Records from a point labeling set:
####
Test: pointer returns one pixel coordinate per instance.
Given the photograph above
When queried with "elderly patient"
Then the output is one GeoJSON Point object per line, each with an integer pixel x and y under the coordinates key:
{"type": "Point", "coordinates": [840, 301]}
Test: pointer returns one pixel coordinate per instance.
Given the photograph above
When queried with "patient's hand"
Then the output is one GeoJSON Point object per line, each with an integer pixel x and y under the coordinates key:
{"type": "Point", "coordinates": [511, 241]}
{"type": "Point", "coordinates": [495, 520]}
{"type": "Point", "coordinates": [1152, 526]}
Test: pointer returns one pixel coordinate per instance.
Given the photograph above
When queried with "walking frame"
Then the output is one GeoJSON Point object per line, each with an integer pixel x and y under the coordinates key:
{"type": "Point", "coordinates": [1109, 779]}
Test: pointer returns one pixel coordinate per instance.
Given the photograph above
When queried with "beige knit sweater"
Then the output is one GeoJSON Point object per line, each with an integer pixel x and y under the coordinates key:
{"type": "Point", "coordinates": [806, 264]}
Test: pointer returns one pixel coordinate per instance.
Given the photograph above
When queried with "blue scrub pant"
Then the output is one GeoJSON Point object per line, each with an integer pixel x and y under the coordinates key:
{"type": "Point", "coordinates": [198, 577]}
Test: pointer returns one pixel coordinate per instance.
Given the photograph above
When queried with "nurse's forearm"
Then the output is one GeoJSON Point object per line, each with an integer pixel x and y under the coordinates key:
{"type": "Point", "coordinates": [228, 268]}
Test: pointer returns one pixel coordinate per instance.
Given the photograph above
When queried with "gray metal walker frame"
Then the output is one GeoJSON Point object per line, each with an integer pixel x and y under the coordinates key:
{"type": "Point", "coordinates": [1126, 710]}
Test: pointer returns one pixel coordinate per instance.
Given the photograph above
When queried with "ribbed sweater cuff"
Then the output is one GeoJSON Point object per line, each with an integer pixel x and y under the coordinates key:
####
Report every line in the entries that contains the string "sweater", copying each one in full.

**Task result:**
When queried with "beige knit sweater"
When queried with "ribbed sweater cuff"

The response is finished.